* _Supplied material_
▶

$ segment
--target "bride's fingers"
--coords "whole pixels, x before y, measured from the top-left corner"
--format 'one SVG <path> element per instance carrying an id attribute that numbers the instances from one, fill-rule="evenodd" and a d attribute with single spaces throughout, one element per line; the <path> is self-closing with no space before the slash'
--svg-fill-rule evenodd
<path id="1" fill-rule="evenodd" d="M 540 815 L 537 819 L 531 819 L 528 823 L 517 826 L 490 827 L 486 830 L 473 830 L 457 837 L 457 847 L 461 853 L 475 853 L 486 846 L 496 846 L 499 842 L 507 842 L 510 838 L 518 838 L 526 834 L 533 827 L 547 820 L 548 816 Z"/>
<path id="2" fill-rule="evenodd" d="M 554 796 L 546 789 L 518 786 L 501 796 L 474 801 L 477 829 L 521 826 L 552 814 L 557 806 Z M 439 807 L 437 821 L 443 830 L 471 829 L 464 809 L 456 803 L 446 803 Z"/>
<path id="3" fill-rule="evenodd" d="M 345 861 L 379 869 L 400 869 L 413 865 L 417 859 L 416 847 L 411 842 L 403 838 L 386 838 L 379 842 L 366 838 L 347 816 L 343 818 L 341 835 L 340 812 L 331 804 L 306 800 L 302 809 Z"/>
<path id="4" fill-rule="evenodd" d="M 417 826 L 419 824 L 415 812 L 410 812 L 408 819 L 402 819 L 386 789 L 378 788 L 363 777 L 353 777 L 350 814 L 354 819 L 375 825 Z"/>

◀

* _Exercise objective_
Go through the material and copy out every line with "from" in it.

* _Response to this task_
--coords "whole pixels, x before y, measured from the top-left corner"
--format 'one SVG <path> element per instance carrying an id attribute that numbers the instances from one, fill-rule="evenodd" and a d attribute with single spaces throughout, one element per line; the <path> is self-closing with no space before the slash'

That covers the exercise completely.